Problem requirements
Reproduce every one of the rows below word for word, leaving nothing out.

[Stored data entries]
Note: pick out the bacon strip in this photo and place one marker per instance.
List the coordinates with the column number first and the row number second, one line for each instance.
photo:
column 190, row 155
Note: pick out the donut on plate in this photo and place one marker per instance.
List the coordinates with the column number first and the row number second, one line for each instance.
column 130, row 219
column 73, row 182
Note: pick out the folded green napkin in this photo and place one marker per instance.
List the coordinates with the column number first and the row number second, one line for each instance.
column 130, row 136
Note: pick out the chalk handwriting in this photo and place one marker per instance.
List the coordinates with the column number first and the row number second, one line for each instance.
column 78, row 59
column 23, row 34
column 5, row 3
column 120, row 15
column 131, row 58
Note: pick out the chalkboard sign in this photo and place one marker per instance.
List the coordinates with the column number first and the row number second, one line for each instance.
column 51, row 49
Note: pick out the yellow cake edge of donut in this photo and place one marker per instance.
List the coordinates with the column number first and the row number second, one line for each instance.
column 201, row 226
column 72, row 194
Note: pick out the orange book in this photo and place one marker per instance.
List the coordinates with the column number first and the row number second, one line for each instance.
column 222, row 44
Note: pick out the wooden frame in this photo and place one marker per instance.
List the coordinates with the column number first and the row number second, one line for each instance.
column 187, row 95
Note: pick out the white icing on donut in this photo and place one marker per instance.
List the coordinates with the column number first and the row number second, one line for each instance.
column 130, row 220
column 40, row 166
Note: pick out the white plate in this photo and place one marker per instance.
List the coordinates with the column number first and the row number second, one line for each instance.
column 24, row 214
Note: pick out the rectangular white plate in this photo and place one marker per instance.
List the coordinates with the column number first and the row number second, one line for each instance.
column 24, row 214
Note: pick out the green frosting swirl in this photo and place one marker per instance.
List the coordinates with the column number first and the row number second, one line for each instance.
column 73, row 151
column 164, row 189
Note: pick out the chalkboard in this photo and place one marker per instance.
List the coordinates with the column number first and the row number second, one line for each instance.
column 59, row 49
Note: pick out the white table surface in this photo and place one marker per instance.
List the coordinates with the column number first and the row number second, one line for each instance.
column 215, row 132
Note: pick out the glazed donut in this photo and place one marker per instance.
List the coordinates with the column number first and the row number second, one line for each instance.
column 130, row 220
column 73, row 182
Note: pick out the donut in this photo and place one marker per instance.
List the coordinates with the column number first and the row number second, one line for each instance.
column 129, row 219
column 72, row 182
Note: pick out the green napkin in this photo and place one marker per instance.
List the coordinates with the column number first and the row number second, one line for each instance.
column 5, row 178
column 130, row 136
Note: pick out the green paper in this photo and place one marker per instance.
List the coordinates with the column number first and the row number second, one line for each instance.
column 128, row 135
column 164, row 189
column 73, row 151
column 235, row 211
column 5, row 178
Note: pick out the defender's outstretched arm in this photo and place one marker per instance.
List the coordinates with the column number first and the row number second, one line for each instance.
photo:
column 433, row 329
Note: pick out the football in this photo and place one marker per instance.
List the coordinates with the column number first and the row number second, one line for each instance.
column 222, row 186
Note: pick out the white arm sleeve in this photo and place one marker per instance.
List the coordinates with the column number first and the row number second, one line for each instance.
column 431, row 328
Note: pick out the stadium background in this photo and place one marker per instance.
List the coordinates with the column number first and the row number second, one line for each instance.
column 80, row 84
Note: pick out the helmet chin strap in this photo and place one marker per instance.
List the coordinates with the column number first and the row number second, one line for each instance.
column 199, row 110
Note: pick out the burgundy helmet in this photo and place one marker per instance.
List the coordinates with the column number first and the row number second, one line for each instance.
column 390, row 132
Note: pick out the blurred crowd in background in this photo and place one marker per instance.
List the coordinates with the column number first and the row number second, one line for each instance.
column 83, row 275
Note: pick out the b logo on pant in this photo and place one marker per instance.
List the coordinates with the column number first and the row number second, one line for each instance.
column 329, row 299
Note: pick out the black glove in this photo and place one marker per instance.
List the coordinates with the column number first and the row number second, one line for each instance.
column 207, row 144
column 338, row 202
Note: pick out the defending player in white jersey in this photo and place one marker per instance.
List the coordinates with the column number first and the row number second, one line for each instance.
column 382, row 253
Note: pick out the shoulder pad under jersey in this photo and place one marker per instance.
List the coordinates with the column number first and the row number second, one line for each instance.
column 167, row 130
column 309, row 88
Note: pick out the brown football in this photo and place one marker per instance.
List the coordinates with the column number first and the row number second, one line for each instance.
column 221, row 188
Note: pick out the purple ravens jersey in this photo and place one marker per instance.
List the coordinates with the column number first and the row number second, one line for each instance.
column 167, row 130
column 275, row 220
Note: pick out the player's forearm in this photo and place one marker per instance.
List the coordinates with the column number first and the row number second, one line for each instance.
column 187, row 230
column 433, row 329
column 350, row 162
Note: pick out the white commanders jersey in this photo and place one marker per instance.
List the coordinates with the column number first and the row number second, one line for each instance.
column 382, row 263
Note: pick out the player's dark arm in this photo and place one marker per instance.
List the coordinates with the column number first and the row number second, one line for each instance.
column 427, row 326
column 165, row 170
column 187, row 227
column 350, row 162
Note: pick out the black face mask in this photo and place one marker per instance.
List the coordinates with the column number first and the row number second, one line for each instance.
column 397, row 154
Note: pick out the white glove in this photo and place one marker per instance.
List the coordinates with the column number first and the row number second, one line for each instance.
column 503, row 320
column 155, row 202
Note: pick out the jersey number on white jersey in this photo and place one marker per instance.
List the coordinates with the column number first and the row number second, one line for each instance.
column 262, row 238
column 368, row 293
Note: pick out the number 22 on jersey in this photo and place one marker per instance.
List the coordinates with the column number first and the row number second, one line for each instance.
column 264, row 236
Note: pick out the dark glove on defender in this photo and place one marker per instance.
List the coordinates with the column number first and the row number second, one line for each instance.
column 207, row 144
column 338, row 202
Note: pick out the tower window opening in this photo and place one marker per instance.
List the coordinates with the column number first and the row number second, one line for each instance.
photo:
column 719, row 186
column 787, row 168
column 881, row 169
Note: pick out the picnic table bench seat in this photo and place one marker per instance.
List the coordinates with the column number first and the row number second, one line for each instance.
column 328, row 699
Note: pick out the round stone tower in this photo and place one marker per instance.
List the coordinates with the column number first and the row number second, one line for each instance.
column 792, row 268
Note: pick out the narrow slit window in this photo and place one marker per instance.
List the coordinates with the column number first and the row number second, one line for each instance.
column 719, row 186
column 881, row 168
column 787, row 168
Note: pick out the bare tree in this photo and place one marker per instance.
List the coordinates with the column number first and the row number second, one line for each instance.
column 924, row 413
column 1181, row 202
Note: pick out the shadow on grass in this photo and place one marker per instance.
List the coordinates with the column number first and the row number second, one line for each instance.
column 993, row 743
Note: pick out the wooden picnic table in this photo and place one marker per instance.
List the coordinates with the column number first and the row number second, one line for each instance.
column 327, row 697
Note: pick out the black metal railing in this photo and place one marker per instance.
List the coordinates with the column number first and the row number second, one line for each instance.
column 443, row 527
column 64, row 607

Answer to this task
Note: pick out the bacon strip in this photo and place one marker per instance.
List the coordinates with the column number first and the row number second, one line for each instance.
photo:
column 190, row 155
Note: pick out the donut on plate in this photo and place one marker per instance.
List the coordinates with the column number first and the row number second, one line for each instance.
column 130, row 219
column 73, row 182
Note: pick out the folded green napkin in this photo and place one marker per instance.
List the coordinates with the column number first and the row number second, one line for each instance.
column 130, row 136
Note: pick out the chalk handwriting in this photo and place one marker per instance.
List the coordinates with the column number first and the row number second, one line for each instance.
column 78, row 59
column 23, row 34
column 5, row 3
column 120, row 15
column 131, row 58
Note: pick out the chalkboard sign in this photo and place one marker per instance.
List the coordinates with the column number first and the row number second, one line for each instance.
column 51, row 49
Note: pick out the yellow cake edge of donut in this photo and place one marker per instance.
List the coordinates with the column number first and the row number second, one line for each instance.
column 201, row 226
column 72, row 194
Note: pick out the orange book in this photo and place one marker per instance.
List the coordinates with the column number first and the row number second, one line for each instance.
column 222, row 44
Note: pick out the wooden frame in this photo and place one marker per instance.
List the coordinates with the column number first and the row number second, one line for each instance.
column 187, row 95
Note: pick out the white icing on donut in this photo and place one marker per instance.
List the coordinates with the column number first and the row number second, one line for each instance.
column 130, row 220
column 40, row 166
Note: pick out the white plate in this photo and place one marker per instance.
List the coordinates with the column number first and the row number second, one line for each instance.
column 24, row 214
Note: pick out the rectangular white plate in this photo and place one marker per instance.
List the coordinates with the column number first and the row number second, one line for each instance.
column 24, row 214
Note: pick out the green frosting swirl in this photo and place one marker per instance.
List the coordinates with the column number first and the row number second, one line for each instance.
column 73, row 151
column 164, row 189
Note: pick out the chalkboard in this photo and place one marker per instance.
List the coordinates with the column number first and the row number second, one line for each instance.
column 59, row 49
Note: pick out the white table surface in this photo and place one marker per instance.
List the coordinates with the column number first and the row number second, one line for each instance.
column 215, row 132
Note: pick out the glazed donut in this photo and place one marker per instance.
List the coordinates with the column number first and the row number second, one line for each instance.
column 130, row 220
column 73, row 182
Note: pick out the donut in this photo and place one marker per instance.
List the coordinates with the column number first and the row number second, one line for each instance.
column 129, row 219
column 72, row 182
Note: pick out the green napkin in this photo and place one marker per instance.
List the coordinates with the column number first and the row number second, one line for each instance.
column 5, row 178
column 130, row 136
Note: pick out the green paper in this photo and place one marker per instance.
List the coordinates with the column number first and the row number second, one line for each instance.
column 128, row 135
column 164, row 189
column 73, row 151
column 235, row 211
column 5, row 178
Note: pick out the defender's outstretched arm in this photo and place one marker per instance.
List the coordinates with the column number first and the row number second, one line for each instance.
photo:
column 433, row 329
Note: pick out the football in this photo and place one marker per instance.
List the coordinates with the column number first and the row number second, one line for each instance.
column 222, row 186
Note: pick out the white arm sleeve in this photo and place one marker per instance.
List the coordinates with the column number first and the row number second, one line for each instance.
column 431, row 328
Note: pick out the stadium background in this photo and place one marker per instance.
List the coordinates with the column number first and the row number second, one line for each instance.
column 80, row 84
Note: pick out the helmet chin strap in this photo and place one marker per instance.
List the coordinates with the column number first and the row number second, one line for each instance.
column 199, row 110
Note: pick out the burgundy helmet in this photo and place one marker per instance.
List the coordinates with the column number first and the row number second, one line for each instance.
column 390, row 132
Note: pick out the blurred crowd in background in this photo and place one marker per instance.
List the coordinates with the column number first and the row number second, one line for each instance.
column 83, row 275
Note: pick out the b logo on pant in this photo and place one marker per instance.
List the coordinates with the column number first and the row number second, one line for each instance.
column 329, row 299
Note: pick out the black glove in this photo and place one marker per instance.
List the coordinates with the column number first and the row number second, one line for each instance.
column 207, row 144
column 338, row 202
Note: pick out the defending player in white jersey in this photo and place one marker per instance.
List the coordinates with the column number first and the row number second, one line for each instance.
column 382, row 253
Note: pick out the shoulder pad under jersey in this photo and place one marker per instance.
List the coordinates with the column number first and the row number second, one line for each instance.
column 167, row 130
column 309, row 88
Note: pick out the brown football in this photo and place one marker per instance.
List the coordinates with the column number first and the row number second, one line for each instance.
column 221, row 188
Note: pick out the purple ravens jersey in this photo and place one marker per instance.
List the coordinates with the column number first and the row number second, one line for each instance.
column 167, row 130
column 275, row 220
Note: pick out the player's forearm in this photo and place one marker per instance.
List the coordinates with the column number first and the row number second, one line for each instance.
column 187, row 230
column 433, row 329
column 350, row 162
Note: pick out the white commanders jersey in this photo and place one marker per instance.
List the coordinates with the column number first and the row number second, one line for each instance.
column 382, row 263
Note: pick out the player's dark arm in this photo and place one marker per instance.
List the coordinates with the column number first and the row number second, one line for each instance.
column 427, row 326
column 165, row 170
column 187, row 227
column 350, row 162
Note: pick out the black face mask in this photo and place one marker per instance.
List the coordinates with the column number first and the row number second, one line for each instance.
column 397, row 154
Note: pick out the white glove in this photo and place one marker per instance.
List the coordinates with the column number first and the row number second, one line for each instance.
column 503, row 320
column 155, row 202
Note: pick out the jersey number on white jersey in this photo and place one marker per instance.
List the coordinates with the column number first and the row number second, one line for each instance.
column 262, row 238
column 368, row 293
Note: pick out the number 22 on jersey in this photo and place one marker per instance.
List the coordinates with the column number first and the row number second, one line for each instance.
column 264, row 236
Note: pick out the dark glove on defender in this photo and place one marker per instance.
List the coordinates with the column number first and the row number second, one line for each instance.
column 207, row 144
column 338, row 202
Note: pick out the tower window opening in this photo and place one marker per instance.
List the coordinates with the column number first and the row number second, one line for each instance.
photo:
column 719, row 186
column 787, row 168
column 881, row 169
Note: pick out the picnic table bench seat in this photo and place one marker per instance.
List the coordinates with the column number first and the row number second, one line for each instance.
column 328, row 699
Note: pick out the round stone tower in this photo and place one marker per instance.
List the coordinates with the column number first and the row number second, one line for each instance.
column 792, row 268
Note: pick out the narrow slit window in this photo and place one marker per instance.
List the coordinates with the column number first and the row number second, one line for each instance.
column 719, row 186
column 881, row 168
column 787, row 168
Note: pick out the bare tree in this photo and place one marker per instance.
List the coordinates with the column number first and the row number second, one line for each instance.
column 924, row 413
column 1181, row 202
Note: pick out the shadow on grass in this photo and place one marker per instance.
List the coordinates with the column number first and the row number second, one line for each instance.
column 993, row 743
Note: pick out the wooden picnic table in this photo and place one marker per instance.
List the coordinates with the column number first and the row number second, one line for each instance.
column 327, row 697
Note: pick out the black metal railing in this photo and place one marker per instance.
List the coordinates with the column number first and the row number second, one line for each instance.
column 443, row 527
column 64, row 607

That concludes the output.